▶ **PROVIDED DATA**:
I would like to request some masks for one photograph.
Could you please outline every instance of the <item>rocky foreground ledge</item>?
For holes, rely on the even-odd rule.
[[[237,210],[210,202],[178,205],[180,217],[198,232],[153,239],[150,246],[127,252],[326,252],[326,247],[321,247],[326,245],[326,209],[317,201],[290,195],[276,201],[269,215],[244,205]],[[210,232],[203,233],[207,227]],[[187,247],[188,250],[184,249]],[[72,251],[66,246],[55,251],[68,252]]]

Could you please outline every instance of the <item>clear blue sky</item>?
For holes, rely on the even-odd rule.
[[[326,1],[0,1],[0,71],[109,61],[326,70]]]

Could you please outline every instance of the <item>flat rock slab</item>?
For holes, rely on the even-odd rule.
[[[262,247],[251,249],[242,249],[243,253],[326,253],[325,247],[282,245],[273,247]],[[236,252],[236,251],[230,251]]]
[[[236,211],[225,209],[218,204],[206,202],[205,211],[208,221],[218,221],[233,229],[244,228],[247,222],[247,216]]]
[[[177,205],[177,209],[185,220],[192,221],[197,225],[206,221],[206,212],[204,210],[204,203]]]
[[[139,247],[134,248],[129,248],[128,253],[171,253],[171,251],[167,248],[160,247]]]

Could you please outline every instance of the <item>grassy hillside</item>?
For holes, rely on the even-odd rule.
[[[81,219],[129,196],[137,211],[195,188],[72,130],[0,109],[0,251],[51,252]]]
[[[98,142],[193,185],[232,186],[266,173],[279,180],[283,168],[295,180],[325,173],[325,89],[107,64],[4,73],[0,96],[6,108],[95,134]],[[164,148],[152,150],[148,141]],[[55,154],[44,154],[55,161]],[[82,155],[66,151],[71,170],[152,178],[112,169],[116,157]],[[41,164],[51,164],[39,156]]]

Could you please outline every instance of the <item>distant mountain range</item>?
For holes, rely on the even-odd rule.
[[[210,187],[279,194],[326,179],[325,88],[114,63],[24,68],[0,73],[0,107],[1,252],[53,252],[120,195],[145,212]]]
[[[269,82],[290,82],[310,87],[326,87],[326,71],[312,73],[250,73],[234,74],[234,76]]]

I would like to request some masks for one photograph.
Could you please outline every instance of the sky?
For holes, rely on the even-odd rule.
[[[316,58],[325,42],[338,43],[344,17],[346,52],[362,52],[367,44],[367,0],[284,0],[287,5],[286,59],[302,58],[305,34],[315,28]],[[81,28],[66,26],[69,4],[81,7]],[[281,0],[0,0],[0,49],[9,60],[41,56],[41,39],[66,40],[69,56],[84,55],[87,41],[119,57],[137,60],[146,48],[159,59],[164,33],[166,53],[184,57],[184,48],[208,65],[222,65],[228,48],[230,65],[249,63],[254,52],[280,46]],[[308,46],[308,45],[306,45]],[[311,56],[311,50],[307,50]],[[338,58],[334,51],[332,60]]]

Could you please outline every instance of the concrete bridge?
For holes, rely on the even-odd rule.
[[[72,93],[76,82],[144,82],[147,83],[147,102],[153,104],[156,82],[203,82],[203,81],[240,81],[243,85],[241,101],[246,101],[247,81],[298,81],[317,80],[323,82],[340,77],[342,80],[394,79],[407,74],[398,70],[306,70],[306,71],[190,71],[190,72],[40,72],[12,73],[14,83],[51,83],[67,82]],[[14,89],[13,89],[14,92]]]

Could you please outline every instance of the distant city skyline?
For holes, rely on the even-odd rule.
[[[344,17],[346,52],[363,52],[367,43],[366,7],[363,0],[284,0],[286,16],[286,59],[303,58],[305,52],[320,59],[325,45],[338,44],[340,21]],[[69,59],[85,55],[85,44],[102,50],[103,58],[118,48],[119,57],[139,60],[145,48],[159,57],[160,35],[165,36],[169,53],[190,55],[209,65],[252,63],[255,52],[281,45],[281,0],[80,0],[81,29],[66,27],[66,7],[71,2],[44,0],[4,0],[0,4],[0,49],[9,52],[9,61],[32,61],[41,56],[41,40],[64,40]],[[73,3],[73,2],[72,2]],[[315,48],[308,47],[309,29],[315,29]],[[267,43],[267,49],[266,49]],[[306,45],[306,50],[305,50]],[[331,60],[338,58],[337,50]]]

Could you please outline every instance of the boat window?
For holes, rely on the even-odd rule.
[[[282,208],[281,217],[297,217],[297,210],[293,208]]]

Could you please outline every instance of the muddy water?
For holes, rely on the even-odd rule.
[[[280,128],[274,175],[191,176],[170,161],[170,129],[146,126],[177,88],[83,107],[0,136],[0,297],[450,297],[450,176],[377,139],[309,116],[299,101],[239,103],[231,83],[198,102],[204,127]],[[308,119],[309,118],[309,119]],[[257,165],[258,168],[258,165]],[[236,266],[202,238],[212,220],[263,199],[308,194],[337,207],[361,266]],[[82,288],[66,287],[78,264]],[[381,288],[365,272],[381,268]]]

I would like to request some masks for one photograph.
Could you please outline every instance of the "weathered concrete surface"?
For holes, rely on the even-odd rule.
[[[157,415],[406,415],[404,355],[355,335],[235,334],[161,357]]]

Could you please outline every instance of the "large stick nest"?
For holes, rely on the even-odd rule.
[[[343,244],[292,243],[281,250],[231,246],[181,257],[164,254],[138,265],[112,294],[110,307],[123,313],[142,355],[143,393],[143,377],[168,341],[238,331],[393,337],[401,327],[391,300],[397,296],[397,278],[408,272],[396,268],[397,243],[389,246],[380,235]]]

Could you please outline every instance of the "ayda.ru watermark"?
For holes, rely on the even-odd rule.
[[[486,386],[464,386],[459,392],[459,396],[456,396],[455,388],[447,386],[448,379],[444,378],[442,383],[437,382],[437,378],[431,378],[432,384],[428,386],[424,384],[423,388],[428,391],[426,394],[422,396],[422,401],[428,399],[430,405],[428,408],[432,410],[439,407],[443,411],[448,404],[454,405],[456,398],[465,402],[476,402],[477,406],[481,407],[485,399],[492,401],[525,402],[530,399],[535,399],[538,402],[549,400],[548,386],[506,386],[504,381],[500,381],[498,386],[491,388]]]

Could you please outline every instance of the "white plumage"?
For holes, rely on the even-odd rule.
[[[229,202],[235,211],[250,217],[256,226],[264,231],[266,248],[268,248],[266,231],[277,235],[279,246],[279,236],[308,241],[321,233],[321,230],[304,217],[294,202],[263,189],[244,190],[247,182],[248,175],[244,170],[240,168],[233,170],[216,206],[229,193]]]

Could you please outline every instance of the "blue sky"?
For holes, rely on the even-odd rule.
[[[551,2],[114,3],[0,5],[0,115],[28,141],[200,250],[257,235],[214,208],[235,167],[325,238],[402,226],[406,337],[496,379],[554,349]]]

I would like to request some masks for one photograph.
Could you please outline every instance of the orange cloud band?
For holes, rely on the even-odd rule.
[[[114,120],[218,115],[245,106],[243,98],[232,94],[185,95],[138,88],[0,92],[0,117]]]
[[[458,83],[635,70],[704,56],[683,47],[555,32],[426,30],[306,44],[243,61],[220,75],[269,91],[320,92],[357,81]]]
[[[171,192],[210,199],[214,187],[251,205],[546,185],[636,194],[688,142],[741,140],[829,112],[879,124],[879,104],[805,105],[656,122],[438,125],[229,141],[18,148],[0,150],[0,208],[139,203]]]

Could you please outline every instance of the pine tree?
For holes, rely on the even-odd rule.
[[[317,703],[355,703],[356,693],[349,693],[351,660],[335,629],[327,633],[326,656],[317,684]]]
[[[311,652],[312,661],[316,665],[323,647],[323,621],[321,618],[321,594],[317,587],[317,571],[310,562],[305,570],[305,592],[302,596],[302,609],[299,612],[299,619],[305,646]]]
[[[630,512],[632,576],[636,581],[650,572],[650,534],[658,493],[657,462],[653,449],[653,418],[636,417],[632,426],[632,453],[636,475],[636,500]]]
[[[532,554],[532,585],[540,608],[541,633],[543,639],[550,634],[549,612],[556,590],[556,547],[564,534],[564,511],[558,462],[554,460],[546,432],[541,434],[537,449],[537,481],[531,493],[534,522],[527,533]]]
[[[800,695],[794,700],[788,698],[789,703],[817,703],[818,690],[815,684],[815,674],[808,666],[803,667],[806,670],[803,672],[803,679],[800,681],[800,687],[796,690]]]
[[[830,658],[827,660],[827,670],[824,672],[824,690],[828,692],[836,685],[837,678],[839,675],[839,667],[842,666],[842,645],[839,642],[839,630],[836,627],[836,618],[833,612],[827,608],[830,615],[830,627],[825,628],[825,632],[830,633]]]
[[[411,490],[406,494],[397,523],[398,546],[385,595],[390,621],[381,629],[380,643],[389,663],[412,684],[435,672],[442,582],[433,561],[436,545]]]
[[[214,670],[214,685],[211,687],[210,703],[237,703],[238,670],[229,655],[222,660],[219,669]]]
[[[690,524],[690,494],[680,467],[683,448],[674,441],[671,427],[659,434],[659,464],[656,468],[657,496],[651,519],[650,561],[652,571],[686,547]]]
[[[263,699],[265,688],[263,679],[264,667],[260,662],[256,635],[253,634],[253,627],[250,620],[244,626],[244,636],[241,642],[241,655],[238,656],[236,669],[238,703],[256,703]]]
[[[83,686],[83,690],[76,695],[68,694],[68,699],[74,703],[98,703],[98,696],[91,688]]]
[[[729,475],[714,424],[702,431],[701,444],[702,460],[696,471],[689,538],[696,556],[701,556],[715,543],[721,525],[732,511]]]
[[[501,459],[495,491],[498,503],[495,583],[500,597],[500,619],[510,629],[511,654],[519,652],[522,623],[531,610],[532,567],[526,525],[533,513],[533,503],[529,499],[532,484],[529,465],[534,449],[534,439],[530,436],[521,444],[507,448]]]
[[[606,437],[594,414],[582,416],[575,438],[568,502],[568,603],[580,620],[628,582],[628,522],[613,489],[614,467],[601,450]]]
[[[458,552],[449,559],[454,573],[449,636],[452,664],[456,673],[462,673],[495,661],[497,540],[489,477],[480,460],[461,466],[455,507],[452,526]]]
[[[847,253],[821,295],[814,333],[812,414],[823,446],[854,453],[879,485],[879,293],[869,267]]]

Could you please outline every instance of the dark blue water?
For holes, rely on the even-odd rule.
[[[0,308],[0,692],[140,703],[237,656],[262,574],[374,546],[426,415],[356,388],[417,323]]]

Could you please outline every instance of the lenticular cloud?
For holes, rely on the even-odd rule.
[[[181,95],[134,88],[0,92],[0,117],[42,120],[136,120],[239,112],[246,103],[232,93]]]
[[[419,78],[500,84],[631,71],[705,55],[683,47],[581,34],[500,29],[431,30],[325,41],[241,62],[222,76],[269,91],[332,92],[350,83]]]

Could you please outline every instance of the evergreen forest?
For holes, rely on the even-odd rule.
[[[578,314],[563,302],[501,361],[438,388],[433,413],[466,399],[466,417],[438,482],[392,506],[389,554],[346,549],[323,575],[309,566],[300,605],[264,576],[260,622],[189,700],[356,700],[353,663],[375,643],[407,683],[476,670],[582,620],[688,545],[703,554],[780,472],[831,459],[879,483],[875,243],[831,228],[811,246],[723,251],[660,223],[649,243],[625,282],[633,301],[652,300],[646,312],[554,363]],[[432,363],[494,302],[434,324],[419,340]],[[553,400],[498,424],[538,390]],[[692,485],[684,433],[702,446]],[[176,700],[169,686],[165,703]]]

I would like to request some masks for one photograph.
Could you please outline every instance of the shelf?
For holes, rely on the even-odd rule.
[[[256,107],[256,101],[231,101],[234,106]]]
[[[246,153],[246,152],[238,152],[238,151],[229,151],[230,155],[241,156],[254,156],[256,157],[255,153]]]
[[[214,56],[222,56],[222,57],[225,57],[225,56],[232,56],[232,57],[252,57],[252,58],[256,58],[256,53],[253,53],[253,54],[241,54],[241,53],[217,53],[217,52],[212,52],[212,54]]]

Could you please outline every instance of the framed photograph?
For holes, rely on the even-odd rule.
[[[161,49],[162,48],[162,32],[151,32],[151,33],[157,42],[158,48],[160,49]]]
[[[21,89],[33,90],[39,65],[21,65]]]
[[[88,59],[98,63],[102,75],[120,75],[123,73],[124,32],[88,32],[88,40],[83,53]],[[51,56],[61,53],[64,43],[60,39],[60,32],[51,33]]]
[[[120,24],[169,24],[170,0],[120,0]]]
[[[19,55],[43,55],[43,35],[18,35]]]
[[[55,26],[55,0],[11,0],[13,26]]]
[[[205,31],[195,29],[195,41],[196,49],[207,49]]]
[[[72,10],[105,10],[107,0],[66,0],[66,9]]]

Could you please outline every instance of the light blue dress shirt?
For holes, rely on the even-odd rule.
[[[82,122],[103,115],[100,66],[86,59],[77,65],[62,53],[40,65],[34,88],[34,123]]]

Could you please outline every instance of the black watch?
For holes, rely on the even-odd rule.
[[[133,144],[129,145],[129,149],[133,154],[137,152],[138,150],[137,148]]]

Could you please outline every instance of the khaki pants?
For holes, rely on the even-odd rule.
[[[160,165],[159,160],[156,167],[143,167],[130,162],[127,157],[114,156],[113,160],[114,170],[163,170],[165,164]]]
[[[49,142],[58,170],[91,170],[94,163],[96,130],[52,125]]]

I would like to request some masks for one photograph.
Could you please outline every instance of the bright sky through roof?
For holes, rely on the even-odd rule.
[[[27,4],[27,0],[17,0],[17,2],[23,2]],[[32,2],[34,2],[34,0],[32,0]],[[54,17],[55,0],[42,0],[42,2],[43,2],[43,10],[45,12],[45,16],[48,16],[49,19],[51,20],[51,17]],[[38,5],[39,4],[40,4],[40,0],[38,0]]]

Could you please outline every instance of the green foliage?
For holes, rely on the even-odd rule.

▶ **PROBLEM TO WORK ON**: Retype the rows exactly, starting with the line that contains "Could you please outline every instance of the black" and going on through the line that contains "[[[49,142],[58,170],[91,170],[94,163],[96,130],[52,125]]]".

▶ **RESULT FOR THIS TASK**:
Could you please outline every instance of the black watch?
For holes, rely on the even-odd rule.
[[[133,144],[129,145],[129,149],[133,154],[137,152],[138,150],[137,148]]]

Could you please outline every instance of the khaki pants?
For holes, rely on the even-odd rule.
[[[160,165],[159,160],[156,167],[143,167],[130,162],[127,157],[114,156],[113,160],[114,170],[163,170],[165,164]]]
[[[49,142],[58,170],[91,170],[94,163],[96,130],[52,125]]]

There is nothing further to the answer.